Records for the exercise ::

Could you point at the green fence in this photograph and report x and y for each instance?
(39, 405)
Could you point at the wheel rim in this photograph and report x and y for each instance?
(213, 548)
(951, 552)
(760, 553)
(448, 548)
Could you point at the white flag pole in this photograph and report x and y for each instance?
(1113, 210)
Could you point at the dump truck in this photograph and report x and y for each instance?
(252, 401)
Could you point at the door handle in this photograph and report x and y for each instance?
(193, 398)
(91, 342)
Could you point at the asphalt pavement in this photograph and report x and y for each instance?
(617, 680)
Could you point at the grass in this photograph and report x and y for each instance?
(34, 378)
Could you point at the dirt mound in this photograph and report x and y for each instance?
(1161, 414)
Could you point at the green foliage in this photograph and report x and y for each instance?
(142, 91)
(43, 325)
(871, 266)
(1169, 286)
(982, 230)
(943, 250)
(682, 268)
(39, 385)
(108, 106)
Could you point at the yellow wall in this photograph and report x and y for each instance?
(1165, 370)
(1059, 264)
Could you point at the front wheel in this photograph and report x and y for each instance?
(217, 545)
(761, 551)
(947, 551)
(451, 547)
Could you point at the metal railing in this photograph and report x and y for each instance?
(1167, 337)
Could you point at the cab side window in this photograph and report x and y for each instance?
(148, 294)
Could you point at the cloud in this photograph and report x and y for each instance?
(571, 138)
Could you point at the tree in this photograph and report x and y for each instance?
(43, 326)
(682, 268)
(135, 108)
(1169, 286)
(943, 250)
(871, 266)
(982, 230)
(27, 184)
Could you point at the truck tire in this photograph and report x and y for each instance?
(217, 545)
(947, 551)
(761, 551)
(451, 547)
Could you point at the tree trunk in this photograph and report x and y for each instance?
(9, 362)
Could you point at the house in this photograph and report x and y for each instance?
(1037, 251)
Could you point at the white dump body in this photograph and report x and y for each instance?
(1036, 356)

Your task :: Print the part of the data that opens with the line containing "Could you point at the cloud" and closes with the line containing "(1037, 251)", keeping every line unchanged.

Exercise response ::
Could you point at the cloud in this photograph and report x and y for each instance?
(571, 138)
Could you point at the tree in this photograph and report x and y for each instance?
(43, 326)
(682, 268)
(135, 108)
(1169, 286)
(943, 250)
(871, 266)
(982, 230)
(27, 184)
Could you point at the truck tire in this photograph and report x and y for each instance?
(217, 545)
(947, 551)
(761, 551)
(451, 547)
Could you point at the tree trunk in this photograph and report x and y for each instance?
(9, 362)
Could you point at the house in this photograph and report x and y for each instance?
(1037, 251)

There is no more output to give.